Top of Extracted information

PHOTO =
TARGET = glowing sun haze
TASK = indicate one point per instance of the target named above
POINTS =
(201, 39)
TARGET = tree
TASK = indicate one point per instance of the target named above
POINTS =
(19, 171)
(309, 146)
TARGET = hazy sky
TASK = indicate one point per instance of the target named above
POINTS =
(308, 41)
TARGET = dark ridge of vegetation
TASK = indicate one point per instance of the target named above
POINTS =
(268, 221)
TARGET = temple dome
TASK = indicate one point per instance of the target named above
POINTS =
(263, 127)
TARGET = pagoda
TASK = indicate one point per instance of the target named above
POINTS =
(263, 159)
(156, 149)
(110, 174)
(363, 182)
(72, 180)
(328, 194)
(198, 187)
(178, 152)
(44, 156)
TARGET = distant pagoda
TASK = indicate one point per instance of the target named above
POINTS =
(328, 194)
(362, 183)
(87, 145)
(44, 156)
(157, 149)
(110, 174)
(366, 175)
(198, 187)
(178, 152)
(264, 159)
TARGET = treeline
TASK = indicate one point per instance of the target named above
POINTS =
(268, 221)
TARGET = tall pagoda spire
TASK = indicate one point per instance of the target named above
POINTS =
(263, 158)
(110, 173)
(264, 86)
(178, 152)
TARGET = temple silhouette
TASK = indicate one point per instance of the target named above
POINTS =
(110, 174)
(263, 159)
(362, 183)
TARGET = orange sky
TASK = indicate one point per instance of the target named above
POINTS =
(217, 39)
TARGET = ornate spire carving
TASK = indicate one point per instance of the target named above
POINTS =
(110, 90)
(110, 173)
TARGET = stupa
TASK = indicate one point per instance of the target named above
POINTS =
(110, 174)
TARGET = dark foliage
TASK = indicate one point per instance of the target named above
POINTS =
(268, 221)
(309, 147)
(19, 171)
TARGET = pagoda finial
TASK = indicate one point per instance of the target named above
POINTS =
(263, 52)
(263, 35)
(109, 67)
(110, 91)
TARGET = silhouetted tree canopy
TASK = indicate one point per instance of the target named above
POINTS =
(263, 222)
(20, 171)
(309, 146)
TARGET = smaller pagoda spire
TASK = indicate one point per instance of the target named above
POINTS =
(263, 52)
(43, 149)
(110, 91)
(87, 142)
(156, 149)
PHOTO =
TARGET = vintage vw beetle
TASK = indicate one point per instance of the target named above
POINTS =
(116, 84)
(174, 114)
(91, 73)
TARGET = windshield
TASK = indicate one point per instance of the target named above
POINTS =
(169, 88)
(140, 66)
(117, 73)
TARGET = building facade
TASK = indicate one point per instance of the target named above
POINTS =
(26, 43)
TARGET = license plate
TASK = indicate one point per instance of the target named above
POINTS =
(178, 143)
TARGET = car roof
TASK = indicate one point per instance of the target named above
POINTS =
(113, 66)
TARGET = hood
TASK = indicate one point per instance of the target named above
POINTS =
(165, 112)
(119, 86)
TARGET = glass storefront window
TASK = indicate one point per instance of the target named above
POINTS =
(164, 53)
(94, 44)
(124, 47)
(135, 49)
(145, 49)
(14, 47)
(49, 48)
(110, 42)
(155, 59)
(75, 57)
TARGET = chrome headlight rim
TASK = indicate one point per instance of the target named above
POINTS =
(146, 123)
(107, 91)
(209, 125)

Bottom of Extracted information

**Task prompt:**
Return nothing but the lines from the first line of the listing through the line with "TARGET = hazy sky", please, keeping every one of them unchanged.

**Exercise solution:**
PHOTO =
TARGET = glowing sun haze
TASK = indicate one point per instance of the target named above
POINTS =
(201, 39)
TARGET = tree
TASK = indicate one point per instance of the target named above
POINTS =
(19, 171)
(309, 146)
TARGET = hazy sky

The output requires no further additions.